▸ TO BE DONE: Reproduce the lines below word for word, from the line containing "of the pink" through the line containing "column 369, row 64", both included.

▸ PROVIDED INFORMATION:
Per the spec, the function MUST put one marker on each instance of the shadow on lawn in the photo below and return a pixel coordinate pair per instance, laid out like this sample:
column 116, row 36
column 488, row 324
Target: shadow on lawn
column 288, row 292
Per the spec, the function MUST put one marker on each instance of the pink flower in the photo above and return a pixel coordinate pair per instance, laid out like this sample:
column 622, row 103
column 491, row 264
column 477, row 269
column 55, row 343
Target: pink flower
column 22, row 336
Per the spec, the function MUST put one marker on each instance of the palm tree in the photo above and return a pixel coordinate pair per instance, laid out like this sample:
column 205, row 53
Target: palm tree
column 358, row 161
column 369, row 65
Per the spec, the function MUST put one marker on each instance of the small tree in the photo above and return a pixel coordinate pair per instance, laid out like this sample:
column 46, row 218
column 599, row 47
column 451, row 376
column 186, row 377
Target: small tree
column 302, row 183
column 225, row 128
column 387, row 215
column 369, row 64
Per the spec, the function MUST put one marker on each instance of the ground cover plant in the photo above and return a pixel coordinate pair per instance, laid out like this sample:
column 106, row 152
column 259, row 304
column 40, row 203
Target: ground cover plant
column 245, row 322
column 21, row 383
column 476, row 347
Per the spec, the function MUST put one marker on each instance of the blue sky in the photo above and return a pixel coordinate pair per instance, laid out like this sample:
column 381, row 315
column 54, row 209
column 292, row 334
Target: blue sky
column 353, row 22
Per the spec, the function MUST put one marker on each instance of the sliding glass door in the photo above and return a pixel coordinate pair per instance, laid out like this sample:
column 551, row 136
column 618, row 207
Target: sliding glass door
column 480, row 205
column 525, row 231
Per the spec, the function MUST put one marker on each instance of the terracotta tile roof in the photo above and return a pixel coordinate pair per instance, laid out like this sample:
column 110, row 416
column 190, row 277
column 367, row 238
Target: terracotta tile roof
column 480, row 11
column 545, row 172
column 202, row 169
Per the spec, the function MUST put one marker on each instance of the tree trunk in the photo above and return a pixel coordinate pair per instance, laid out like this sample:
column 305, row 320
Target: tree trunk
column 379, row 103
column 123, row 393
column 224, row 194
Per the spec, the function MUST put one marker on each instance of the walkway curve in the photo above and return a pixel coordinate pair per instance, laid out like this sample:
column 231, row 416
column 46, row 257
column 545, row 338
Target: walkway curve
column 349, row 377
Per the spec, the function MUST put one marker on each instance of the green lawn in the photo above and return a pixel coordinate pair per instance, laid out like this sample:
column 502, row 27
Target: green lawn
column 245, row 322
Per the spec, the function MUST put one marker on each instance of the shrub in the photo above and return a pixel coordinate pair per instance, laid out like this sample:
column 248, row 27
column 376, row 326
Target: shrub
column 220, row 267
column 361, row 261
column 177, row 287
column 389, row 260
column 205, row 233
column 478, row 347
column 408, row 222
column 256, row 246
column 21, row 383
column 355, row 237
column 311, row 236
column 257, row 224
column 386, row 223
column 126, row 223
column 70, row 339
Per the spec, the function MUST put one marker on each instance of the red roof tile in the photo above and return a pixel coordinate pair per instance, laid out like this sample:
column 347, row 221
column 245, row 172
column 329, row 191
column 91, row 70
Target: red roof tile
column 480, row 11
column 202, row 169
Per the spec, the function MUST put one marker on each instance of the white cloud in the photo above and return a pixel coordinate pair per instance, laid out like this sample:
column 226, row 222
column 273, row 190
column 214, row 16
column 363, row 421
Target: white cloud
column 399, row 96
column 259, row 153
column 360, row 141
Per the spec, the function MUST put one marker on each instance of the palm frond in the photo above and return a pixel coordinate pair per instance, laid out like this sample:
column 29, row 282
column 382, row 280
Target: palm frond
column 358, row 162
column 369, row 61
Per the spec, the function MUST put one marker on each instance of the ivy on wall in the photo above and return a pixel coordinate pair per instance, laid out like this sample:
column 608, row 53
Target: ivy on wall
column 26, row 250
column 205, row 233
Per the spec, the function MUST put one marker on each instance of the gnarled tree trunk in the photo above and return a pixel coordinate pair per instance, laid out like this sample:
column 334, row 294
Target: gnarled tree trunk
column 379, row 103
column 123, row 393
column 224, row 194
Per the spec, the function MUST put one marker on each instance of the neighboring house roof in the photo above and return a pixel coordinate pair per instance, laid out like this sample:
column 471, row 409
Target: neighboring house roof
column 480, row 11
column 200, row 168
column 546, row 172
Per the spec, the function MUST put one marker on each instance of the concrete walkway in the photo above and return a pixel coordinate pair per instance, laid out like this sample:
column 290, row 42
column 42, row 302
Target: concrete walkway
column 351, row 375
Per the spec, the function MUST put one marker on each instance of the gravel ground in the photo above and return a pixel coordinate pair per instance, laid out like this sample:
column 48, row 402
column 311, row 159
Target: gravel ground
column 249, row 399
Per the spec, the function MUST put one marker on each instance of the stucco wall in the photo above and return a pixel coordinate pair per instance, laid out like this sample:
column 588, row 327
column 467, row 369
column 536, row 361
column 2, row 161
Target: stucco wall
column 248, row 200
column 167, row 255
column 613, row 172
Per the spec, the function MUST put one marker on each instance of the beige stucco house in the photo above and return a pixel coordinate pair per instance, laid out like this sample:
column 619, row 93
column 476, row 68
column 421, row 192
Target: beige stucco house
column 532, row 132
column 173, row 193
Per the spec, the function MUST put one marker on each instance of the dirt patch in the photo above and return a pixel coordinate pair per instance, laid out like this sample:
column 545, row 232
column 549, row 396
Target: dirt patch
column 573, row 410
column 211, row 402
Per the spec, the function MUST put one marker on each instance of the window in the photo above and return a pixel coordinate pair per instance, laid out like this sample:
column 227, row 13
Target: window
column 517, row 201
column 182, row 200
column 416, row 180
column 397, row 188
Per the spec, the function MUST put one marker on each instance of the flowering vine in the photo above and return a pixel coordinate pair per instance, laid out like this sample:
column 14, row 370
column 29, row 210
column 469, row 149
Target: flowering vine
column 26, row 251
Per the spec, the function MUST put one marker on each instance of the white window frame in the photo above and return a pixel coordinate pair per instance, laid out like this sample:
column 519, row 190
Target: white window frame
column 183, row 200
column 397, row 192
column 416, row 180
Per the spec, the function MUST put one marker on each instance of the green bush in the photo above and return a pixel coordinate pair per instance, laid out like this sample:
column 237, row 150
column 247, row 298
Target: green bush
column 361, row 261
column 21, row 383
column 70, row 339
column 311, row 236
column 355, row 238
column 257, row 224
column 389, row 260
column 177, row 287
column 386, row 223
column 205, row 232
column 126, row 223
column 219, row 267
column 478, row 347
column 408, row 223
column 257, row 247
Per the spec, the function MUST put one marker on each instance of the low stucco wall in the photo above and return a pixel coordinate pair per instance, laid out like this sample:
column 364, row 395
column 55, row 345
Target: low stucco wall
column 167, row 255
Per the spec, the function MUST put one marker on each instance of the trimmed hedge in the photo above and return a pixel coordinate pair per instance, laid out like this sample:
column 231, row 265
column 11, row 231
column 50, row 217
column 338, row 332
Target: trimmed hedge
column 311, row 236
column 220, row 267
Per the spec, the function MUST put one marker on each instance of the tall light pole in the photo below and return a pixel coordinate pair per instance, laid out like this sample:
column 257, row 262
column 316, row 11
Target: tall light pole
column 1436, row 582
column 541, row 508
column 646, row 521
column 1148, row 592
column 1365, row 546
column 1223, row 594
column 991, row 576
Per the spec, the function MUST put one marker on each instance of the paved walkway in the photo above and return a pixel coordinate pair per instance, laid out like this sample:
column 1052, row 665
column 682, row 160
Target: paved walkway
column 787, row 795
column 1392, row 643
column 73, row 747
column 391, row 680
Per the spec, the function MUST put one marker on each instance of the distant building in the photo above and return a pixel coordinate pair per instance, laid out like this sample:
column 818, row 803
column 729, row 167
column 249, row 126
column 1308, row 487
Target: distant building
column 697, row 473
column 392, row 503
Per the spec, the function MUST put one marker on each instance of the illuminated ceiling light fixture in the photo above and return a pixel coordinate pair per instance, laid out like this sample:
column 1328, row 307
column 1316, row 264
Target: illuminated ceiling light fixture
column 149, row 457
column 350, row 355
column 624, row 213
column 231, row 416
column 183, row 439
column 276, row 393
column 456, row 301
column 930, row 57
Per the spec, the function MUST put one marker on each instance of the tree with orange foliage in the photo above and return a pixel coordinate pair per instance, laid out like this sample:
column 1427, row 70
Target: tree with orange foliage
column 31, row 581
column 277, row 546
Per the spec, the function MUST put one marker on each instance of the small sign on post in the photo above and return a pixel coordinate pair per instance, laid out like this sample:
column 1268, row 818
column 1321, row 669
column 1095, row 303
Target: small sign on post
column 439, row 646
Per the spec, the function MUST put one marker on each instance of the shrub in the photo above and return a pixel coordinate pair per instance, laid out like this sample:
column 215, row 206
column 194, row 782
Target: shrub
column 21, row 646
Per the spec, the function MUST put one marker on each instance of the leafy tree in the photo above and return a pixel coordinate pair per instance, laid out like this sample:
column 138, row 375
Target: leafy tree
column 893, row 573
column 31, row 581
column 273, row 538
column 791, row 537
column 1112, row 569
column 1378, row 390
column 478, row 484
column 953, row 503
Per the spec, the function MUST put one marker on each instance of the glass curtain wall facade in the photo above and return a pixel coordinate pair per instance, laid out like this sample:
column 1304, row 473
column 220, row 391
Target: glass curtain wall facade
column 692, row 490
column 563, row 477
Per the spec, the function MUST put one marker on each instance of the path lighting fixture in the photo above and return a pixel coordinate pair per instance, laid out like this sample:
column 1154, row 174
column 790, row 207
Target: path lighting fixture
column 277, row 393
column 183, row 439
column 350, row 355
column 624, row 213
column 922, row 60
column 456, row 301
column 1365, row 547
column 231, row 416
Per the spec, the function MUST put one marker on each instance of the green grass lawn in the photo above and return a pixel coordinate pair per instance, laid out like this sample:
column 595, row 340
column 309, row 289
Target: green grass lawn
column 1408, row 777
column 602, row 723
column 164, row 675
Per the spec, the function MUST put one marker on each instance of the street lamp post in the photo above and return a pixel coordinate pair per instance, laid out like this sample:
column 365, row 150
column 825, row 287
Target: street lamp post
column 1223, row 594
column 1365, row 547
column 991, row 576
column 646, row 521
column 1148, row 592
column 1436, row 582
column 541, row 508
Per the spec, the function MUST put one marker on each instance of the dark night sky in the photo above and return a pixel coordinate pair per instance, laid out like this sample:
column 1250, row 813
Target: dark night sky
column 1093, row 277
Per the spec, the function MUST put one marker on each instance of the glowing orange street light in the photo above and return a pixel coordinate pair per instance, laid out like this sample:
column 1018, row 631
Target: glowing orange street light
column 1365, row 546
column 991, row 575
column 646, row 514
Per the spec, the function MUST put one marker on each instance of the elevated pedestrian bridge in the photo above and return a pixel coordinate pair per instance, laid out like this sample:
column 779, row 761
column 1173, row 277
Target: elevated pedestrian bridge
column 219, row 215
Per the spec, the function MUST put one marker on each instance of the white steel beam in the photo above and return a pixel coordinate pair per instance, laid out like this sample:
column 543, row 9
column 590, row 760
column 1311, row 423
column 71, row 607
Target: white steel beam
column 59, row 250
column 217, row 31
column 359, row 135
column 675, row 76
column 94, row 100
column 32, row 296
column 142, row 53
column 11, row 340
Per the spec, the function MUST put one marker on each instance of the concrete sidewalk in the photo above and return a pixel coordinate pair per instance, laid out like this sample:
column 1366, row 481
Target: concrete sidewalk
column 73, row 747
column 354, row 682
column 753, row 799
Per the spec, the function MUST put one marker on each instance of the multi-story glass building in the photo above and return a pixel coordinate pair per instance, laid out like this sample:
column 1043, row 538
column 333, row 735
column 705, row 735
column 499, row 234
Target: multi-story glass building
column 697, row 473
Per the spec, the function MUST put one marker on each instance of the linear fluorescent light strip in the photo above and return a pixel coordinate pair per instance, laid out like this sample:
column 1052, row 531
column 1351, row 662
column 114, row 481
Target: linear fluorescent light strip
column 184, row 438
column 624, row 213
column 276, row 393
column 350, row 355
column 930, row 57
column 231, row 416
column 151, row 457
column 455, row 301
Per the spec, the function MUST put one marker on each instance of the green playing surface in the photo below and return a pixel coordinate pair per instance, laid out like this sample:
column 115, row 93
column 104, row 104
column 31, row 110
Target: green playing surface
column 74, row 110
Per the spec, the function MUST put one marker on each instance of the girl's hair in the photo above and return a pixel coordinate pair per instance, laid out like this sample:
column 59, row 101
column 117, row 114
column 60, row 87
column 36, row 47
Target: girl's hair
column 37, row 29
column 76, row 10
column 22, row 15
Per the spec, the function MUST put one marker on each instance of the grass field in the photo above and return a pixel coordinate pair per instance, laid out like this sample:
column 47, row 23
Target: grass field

▸ RESULT BELOW:
Per the spec, the function MUST put one marker on each instance of the pink flower in the photo above and return a pixel coordinate pair per instance, laid out like this sample:
column 622, row 103
column 491, row 264
column 477, row 269
column 55, row 343
Target: pink flower
column 22, row 336
Per the spec, the function MUST put one marker on each instance of the palm tree in the photo above and return a pixel coordinate pair per instance, laid out like this sample:
column 205, row 53
Target: palm tree
column 358, row 161
column 369, row 65
Per the spec, the function MUST put one marker on each instance of the small tree in the photo above and return a pixel coordinate pair per instance, laid out like this sample:
column 46, row 218
column 599, row 47
column 451, row 376
column 186, row 377
Target: small tree
column 302, row 183
column 225, row 128
column 387, row 215
column 369, row 64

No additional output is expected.